### What to do
A. From the passage on Indian swimming, output the part that opens with the words containing "Similarly, the administrative" and closes with "need be asked.".
B. Answer these questions using the passage on Indian swimming:
(i) Which two experienced swimmers are named as people who could contribute to the sport?
(ii) Who is named as the fastest backstroker in India?
(iii) Which corporates are listed as supporting swimming financially?

### Source extract
──────

Similarly, the administrative bodies need to be led by ex-swimmers and mind you, swimmers with repute who have gone through the grind. There are plenty of experienced swimmers like Khazan Singh or Sebastian Xavier who can be tapped for contribution to the sport.
Gender diversity is another critical issue. A serious effort must be made for the uptake of female swimming in India, right now, whatever little focus there is in the sports it is on the males. We know, who is the fastest freestyler or backstroker in India (Virdhawal & Srihari, respectively), but who is the fastest female freestyler or backstroker? And why have the six B-Times have only come from gents, why not a single female? These are some of the questions that need be asked.
Another important aspect deals with funding. Currently, just a handful of corporates like Glenmark, Tata Steel or JSW, support swimming financially. Considering the sheer lack of sporting wins, the absence of corporate support is not surprising. After all, can you recall seeing an advert featuring PV Sindhu before she had won a medal at the Rio Olympics? It is a vicious cycle; to attain glory swimmers need financial assistance, and to get the assistance they must have gained a little modicum of success, which again requires investment. There have been a few attempts made like the Khelo India scholarships, or the TOPS program that is the Target Olympic Podium Scheme, yet they have not been able to resolve the problem. It is not the government alone that can provide the funding, corporate sponsorships are much required. India Inc. should be actively engaged, even under the aegis of the CSR spend to promote the sports.

──────

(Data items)

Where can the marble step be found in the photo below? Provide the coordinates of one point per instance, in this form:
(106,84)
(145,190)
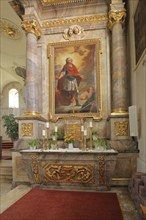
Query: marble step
(5,171)
(12,196)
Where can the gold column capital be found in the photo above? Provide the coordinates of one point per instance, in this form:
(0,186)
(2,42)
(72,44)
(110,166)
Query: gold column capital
(31,27)
(116,16)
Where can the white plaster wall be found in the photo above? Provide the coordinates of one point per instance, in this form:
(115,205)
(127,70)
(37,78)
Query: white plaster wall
(138,89)
(5,110)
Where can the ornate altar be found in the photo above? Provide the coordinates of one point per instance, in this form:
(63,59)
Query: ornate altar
(65,169)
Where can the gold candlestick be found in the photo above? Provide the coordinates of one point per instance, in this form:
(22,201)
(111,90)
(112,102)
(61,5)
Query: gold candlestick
(48,135)
(91,138)
(85,134)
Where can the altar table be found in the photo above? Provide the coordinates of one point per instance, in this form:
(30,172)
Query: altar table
(70,169)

──────

### Solved tasks
A.
Similarly, the administrative bodies need to be led by ex-swimmers and mind you, swimmers with repute who have gone through the grind. There are plenty of experienced swimmers like Khazan Singh or Sebastian Xavier who can be tapped for contribution to the sport.
Gender diversity is another critical issue. A serious effort must be made for the uptake of female swimming in India, right now, whatever little focus there is in the sports it is on the males. We know, who is the fastest freestyler or backstroker in India (Virdhawal & Srihari, respectively), but who is the fastest female freestyler or backstroker? And why have the six B-Times have only come from gents, why not a single female? These are some of the questions that need be asked.

B.
(i) Khazan Singh and Sebastian Xavier
(ii) Srihari
(iii) Glenmark, Tata Steel and JSW